_Activity_:
The full set of records needs to be retyped exactly.

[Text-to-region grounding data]
((
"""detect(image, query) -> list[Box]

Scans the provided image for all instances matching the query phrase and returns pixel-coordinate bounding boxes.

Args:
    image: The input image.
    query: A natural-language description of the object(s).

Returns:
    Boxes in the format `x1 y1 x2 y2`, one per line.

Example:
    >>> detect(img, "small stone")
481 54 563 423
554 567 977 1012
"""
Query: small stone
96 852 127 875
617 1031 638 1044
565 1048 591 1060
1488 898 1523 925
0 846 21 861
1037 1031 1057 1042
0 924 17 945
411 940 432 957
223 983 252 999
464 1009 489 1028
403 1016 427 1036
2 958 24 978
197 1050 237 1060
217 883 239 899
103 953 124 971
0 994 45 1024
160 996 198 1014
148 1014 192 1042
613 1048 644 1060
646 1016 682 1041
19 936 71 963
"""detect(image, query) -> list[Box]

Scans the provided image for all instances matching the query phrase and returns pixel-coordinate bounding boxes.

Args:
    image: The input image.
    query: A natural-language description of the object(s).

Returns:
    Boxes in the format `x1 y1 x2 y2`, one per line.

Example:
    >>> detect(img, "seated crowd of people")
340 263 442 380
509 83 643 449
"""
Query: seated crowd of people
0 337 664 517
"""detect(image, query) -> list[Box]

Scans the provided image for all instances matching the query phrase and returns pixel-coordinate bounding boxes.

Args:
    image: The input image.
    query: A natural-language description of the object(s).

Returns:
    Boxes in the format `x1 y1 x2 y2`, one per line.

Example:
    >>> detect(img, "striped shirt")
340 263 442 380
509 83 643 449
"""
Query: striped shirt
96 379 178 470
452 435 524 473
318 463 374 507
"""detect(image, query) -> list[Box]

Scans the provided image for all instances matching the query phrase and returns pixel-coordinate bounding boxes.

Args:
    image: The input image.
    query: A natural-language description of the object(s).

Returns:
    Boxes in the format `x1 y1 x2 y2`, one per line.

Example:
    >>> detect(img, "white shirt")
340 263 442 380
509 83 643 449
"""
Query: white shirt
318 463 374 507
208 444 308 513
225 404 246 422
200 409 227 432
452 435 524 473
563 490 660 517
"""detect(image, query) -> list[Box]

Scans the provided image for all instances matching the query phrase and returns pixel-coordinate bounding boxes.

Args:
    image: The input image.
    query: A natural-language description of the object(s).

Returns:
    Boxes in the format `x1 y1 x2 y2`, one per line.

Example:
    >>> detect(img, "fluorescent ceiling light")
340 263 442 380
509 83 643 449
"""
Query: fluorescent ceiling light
))
_Answer below_:
"""detect(image, query) -> list[Box]

Scans the provided image for all instances matching the query phrase and returns pixel-coordinate bounding boxes.

Args:
    image: The input image.
    query: A natural-language description of the object(s).

Returns:
    Boxes in the format `x1 y1 x2 y2`, one per line.

Example:
    >>> detect(img, "small stone")
481 54 563 423
554 567 977 1012
"""
Query: small stone
96 852 127 875
617 1031 638 1044
565 1048 591 1060
1488 898 1523 925
0 846 21 861
1037 1031 1057 1042
0 924 17 945
411 940 432 957
223 983 252 999
464 1009 489 1028
403 1016 427 1036
2 958 24 978
197 1050 237 1060
217 883 239 899
103 953 124 971
0 994 45 1024
160 996 198 1014
148 1014 192 1042
613 1048 644 1060
646 1016 682 1041
19 936 71 963
"""detect(image, query) -> list[Box]

Scans the provided image for all instances matching the query phrase and returns pixel-coordinate bounding boxes.

Args:
    image: The input image.
    query: A natural-language description of the object(s).

Returns:
    Boxes in the format `x1 y1 x2 y2`, one per line.

Example:
    >>> detect(img, "seated crowd of people")
340 263 442 380
509 83 643 449
"""
Query: seated crowd of people
0 337 664 517
"""detect(image, query) -> list[Box]

Scans the provided image for all instances matching the query phrase and returns pixel-coordinate bounding boxes.

Args:
    image: The input image.
    query: A natural-language description of the object(s).

Returns:
    Boxes in the format `x1 y1 x2 y2`, one per line.

Example:
    >>> detect(img, "striped shirt")
340 263 442 380
509 83 643 449
"""
Query: striped shirt
96 379 178 470
452 435 524 473
318 463 374 507
"""detect(image, query) -> list[Box]

Scans the provided image for all instances matching the query phrase and returns pixel-coordinate bounding boxes.

Args:
    image: The input image.
    query: A natural-language description of the object(s).

Returns:
    Boxes in the format `x1 y1 x2 y2`, one per line.

Example:
    >>> detect(img, "white shirt")
340 263 442 380
509 83 643 449
"""
Query: white shirt
318 463 374 507
208 444 308 513
225 404 246 422
200 409 227 432
452 435 524 473
563 490 660 517
"""detect(image, query) -> list[Box]

Scans the provided image for all instances matching the query phrase and returns pixel-coordinate bounding boxes.

Args:
    image: The input image.
    query: A natural-language description of the object(s).

Returns:
    Boxes in the format `x1 y1 x2 y2`, one per line.

Example:
    >>> detect(img, "fluorescent ceiling light")
340 263 442 380
509 83 643 449
"""
Query: fluorescent ceiling light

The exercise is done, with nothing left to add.